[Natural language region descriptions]
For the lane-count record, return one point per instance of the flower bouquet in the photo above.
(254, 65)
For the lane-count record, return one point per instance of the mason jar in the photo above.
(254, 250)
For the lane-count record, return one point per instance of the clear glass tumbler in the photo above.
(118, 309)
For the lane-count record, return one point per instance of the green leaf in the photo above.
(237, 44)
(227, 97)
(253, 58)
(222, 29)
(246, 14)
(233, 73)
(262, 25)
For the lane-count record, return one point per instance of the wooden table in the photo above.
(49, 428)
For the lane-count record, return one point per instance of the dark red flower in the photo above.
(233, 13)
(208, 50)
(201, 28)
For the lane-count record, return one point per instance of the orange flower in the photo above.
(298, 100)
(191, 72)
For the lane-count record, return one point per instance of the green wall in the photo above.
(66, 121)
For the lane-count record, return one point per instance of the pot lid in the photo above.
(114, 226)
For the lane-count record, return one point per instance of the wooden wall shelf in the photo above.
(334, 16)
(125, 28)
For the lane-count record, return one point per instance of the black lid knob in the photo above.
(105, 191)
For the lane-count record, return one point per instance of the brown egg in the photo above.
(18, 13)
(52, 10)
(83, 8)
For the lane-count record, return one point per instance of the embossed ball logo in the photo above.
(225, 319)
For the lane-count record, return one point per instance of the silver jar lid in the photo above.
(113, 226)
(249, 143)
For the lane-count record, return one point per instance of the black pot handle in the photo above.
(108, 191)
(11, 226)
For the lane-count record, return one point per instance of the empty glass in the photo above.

What you have to do
Set down the lines above exactly as written. Begin at the line containing "knob in the photo above." and stop after the last line.

Written response
For the lane-count record, return one point per instance of the black lid knob in the photo above.
(105, 191)
For the lane-count record, return one point per instance of the brown egg in the photo above.
(18, 13)
(52, 10)
(83, 8)
For the lane-count record, return one point per instance of the embossed ball logo in the photo above.
(225, 319)
For the lane-count record, return one point per instance of the silver jar lid in the photo above.
(113, 226)
(249, 143)
For the lane-count record, return one point per instance of the black pot handle in the photo above.
(108, 191)
(11, 226)
For the lane-count record, return one point per instance of the empty glass in the photo above.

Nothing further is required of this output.